Problem =>
For this exercise, write out each entry below exactly, omitting the images.
++++++++++
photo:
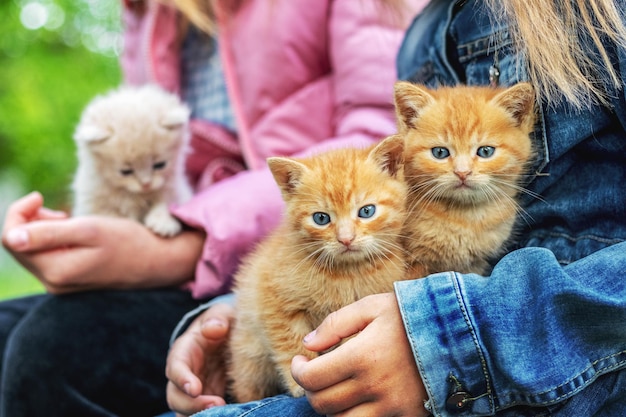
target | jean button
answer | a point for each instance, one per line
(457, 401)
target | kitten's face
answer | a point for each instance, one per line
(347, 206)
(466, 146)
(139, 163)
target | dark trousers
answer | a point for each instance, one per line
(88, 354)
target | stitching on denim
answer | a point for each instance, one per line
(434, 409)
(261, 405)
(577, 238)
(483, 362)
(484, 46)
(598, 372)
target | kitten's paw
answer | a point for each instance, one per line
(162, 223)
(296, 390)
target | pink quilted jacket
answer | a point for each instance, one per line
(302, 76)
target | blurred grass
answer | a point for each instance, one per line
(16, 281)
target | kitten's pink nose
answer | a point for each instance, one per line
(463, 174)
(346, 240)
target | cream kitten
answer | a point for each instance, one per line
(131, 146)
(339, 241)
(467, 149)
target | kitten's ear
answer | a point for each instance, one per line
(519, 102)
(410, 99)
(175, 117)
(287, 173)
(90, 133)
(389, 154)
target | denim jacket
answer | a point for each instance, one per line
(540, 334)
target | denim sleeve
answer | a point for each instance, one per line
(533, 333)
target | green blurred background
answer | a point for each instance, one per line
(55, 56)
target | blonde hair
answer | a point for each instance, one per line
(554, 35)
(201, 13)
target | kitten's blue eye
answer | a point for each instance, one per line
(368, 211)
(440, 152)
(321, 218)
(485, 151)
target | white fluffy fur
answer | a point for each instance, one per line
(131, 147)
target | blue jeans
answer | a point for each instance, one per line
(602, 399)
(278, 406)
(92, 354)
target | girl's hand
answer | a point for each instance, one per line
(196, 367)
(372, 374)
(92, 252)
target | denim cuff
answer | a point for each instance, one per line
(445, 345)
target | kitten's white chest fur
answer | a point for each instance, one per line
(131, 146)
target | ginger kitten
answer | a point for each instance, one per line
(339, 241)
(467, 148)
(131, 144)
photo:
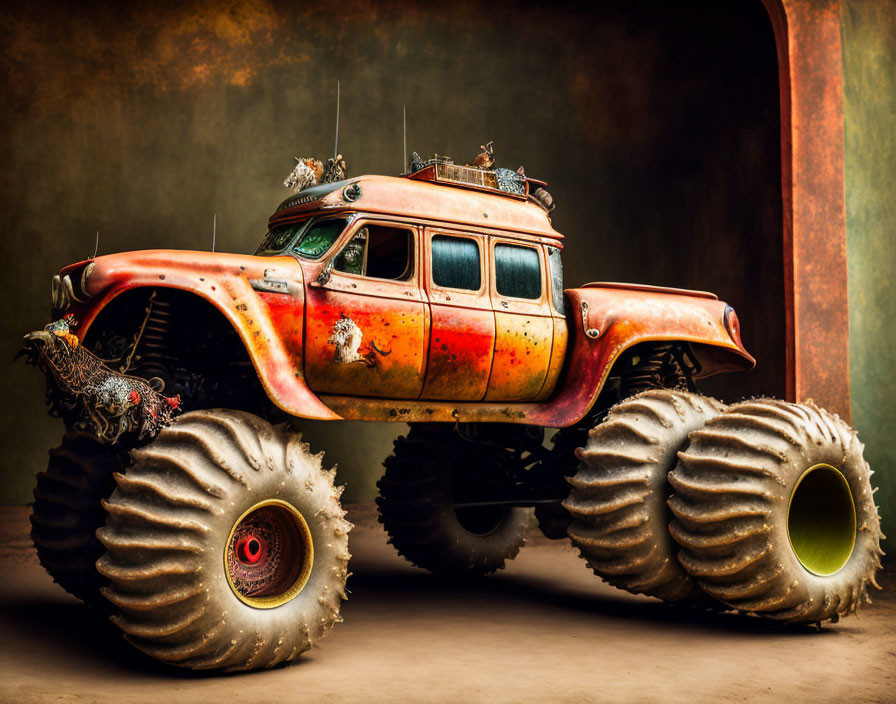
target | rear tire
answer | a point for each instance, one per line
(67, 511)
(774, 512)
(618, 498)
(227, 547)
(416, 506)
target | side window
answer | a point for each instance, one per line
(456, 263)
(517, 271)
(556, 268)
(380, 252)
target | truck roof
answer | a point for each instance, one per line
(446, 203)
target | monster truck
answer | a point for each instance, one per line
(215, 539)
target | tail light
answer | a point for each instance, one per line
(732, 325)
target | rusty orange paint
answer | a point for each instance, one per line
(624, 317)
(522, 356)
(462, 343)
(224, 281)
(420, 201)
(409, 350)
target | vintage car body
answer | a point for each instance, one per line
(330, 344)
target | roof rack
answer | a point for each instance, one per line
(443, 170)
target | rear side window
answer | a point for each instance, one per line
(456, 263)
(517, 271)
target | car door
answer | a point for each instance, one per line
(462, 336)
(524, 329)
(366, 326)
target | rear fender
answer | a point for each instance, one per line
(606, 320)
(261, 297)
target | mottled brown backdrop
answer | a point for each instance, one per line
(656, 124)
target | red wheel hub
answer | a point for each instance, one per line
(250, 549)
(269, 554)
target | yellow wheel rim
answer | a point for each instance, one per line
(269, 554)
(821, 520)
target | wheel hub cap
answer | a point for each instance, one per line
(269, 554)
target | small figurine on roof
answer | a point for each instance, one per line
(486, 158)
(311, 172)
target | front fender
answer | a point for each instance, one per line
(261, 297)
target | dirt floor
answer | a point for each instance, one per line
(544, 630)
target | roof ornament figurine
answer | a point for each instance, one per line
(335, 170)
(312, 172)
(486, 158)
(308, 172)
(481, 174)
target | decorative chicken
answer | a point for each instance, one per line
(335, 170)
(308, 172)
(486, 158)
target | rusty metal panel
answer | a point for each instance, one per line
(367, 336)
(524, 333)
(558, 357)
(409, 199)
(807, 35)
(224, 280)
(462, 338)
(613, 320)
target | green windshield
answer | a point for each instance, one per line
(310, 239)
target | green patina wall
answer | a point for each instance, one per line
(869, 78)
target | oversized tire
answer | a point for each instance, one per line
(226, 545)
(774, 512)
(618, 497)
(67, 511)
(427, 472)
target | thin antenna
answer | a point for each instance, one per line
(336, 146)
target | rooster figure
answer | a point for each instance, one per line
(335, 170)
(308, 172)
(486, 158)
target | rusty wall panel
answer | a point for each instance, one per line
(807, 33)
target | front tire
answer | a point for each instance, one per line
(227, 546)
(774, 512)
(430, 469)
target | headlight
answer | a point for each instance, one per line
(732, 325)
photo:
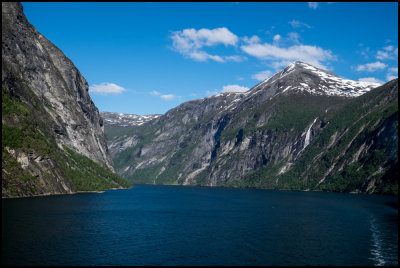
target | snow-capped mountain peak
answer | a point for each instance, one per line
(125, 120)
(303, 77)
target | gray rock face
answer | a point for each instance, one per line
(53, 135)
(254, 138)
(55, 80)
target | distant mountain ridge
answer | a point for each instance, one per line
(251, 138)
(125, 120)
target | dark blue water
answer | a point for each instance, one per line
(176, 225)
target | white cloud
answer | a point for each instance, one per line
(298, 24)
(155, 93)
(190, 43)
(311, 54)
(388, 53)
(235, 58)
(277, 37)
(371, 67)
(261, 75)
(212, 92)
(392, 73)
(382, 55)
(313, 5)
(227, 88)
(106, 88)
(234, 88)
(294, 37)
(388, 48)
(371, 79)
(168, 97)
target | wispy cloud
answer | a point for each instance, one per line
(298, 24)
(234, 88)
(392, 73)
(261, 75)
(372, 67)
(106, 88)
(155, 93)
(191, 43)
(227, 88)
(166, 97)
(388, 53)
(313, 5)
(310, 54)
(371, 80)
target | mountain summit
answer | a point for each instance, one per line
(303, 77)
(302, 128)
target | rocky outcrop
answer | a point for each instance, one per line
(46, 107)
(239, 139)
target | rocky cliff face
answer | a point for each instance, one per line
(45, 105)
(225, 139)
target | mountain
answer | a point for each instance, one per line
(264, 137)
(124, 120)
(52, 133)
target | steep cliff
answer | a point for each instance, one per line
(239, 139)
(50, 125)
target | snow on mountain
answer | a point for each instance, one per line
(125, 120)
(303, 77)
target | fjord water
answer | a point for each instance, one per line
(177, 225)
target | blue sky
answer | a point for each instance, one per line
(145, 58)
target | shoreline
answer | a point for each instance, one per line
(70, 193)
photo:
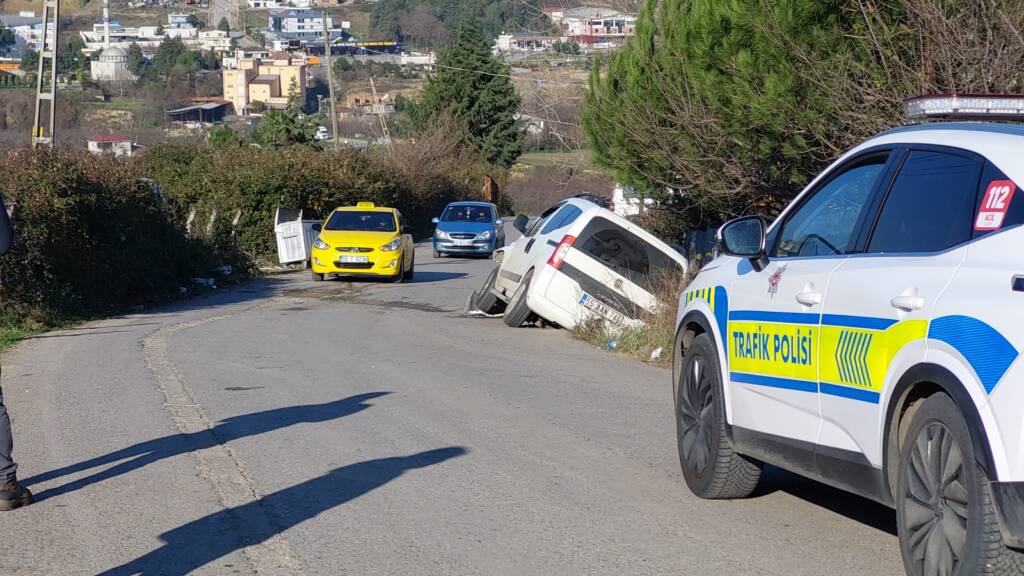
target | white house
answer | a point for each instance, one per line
++++++++++
Exercise result =>
photo:
target | jean button
answer | a point for each instance, one per line
(457, 401)
target | kitten's face
answer | a point for each instance, one per line
(347, 206)
(466, 146)
(139, 163)
target | dark trousers
answer | a point for each instance, one per line
(88, 354)
target | stitching on denim
answer | a point for each instance, one per line
(434, 409)
(261, 405)
(577, 238)
(483, 362)
(484, 46)
(598, 372)
target | kitten's paw
answer | a point for each instance, one per line
(162, 223)
(296, 390)
target | pink quilted jacket
answer | a point for each instance, one per line
(302, 76)
target | blurred grass
answer | a point for each instance, one per line
(16, 281)
target | kitten's pink nose
answer | a point for each instance, one per line
(463, 174)
(346, 240)
target | cream kitten
answer | a point for each instance, one per line
(131, 146)
(339, 241)
(467, 149)
target | kitten's ear
answer | a point for each instance, one per line
(519, 102)
(410, 99)
(175, 117)
(287, 173)
(90, 133)
(389, 154)
target | denim jacket
answer | a point for each instance, one per line
(540, 334)
target | denim sleeve
answer | a point for each instance, one per line
(533, 333)
target | green blurred background
answer | a point for each instance, one per line
(55, 56)
target | blonde hair
answer | a point for each instance, one per line
(554, 35)
(201, 13)
target | kitten's blue eye
answer | a point for each instance, one per line
(368, 211)
(440, 152)
(321, 218)
(485, 151)
target | white fluffy fur
answer | a point for each instance, one per line
(131, 147)
target | blue jeans
answer | a point for each instance, one per line
(602, 399)
(278, 406)
(92, 354)
target | girl's hand
answer | a point for each instance, one per line
(196, 367)
(372, 374)
(92, 252)
target | denim cuff
answer | a point for each instance, one per line
(445, 345)
target | kitten's white chest fur
answer | a point for each instance, one per line
(131, 146)
target | ginger kitten
answer | a point for each instance, one per line
(339, 241)
(467, 148)
(131, 144)
photo:
target | rear tire
answer | a point for each instance, one per line
(67, 511)
(774, 512)
(618, 498)
(227, 547)
(416, 506)
target | side window
answer | a point for each instance, one per line
(456, 263)
(517, 271)
(556, 268)
(380, 252)
target | truck roof
answer | a point for each instance, one per line
(446, 203)
target | monster truck
answer | a point for each instance, one per line
(215, 539)
target | tail light
answer | a point for each instance, one per line
(732, 325)
target | rusty orange paint
answer | a point for each instance, one per line
(624, 317)
(522, 356)
(462, 343)
(224, 281)
(420, 201)
(409, 350)
target | vintage car body
answer | a point for each instance, one per line
(330, 344)
target | roof rack
answer | a point for each instance, one per line
(443, 170)
target | rear side window
answer | a point for each instance, one per line
(456, 263)
(517, 271)
target | car door
answer | a point for each instance, one per line
(462, 336)
(524, 329)
(366, 326)
target | rear fender
answer | a point for each instance, one per line
(606, 320)
(261, 297)
target | mottled brown backdrop
answer | a point for each instance, one per line
(656, 124)
target | red wheel hub
answer | a point for each instance, one per line
(250, 549)
(269, 554)
target | yellow wheel rim
answer | a point for each instance, one per line
(269, 554)
(821, 520)
target | wheel hub cap
answer | a point for each instance, one per line
(269, 554)
target | small figurine on roof
answer | a point for each instance, one per line
(486, 158)
(311, 172)
target | front fender
answer | a point for each instance, one per line
(261, 297)
target | dirt floor
answer | a point for each instance, one per line
(544, 630)
target | roof ornament figurine
answer | a point for each instance, one per line
(335, 170)
(312, 172)
(486, 158)
(308, 172)
(481, 174)
target | decorative chicken
answer | a point for each instance, one per line
(335, 170)
(308, 172)
(486, 158)
target | rusty metal panel
answer | a point for each instance, one per line
(367, 336)
(524, 333)
(558, 357)
(409, 199)
(807, 35)
(224, 280)
(462, 338)
(613, 320)
target | green windshield
answer | a point for each instance, one per line
(310, 239)
target | green patina wall
answer | a point for each instance, one per line
(869, 78)
target | oversized tire
answer | a point for each instance, one per line
(226, 545)
(774, 512)
(618, 497)
(67, 511)
(427, 472)
target | thin antenna
answer | a point for each instance, one per line
(336, 146)
target | rooster figure
answer | a point for each instance, one per line
(335, 170)
(308, 172)
(486, 158)
target | rusty wall panel
answer | a point for each instance, one per line
(807, 33)
target | front tire
answer | a point for each instance, one per line
(227, 546)
(774, 512)
(430, 469)
target | headlight
answer | a point for each instance, one per line
(732, 325)
photo:
target | snow-capped mountain peak
answer | a point for each instance, one per line
(125, 120)
(303, 77)
target | gray rock face
answer | a point for each instance, one per line
(53, 135)
(254, 138)
(55, 80)
target | distant mountain ridge
answer | a point for each instance, one per line
(251, 138)
(125, 120)
target | dark blue water
answer | a point for each instance, one per line
(176, 225)
target | white cloud
answer | a point for each instance, one per line
(298, 24)
(155, 93)
(190, 43)
(311, 54)
(388, 53)
(235, 58)
(277, 37)
(371, 67)
(261, 75)
(212, 92)
(392, 73)
(382, 55)
(313, 5)
(227, 88)
(106, 88)
(234, 88)
(294, 37)
(388, 48)
(371, 79)
(168, 97)
target | wispy cloud
answer | a point for each instance, one per line
(298, 24)
(234, 88)
(392, 73)
(261, 75)
(372, 67)
(106, 88)
(155, 93)
(191, 43)
(227, 88)
(166, 97)
(388, 53)
(313, 5)
(310, 54)
(371, 80)
target | mountain summit
answer | a point for each instance, one per line
(303, 77)
(302, 128)
target | rocky outcrop
answer | a point for each instance, one per line
(46, 107)
(239, 139)
target | rocky cliff face
answer | a point for each instance, one per line
(45, 105)
(225, 139)
target | mountain
answer | a point for each instance, one per line
(264, 137)
(124, 120)
(52, 133)
target | steep cliff
answer | a point for each instance, one per line
(239, 139)
(50, 125)
target | snow on mountain
answer | a point for each instance, one per line
(125, 120)
(303, 77)
target | fjord water
answer | a point for each instance, one per line
(177, 225)
target | blue sky
answer | a point for each instance, one per line
(145, 58)
target | shoreline
answer | a point for each instance, one per line
(70, 193)
photo:
target | white house
answer | a point for each instance, one per line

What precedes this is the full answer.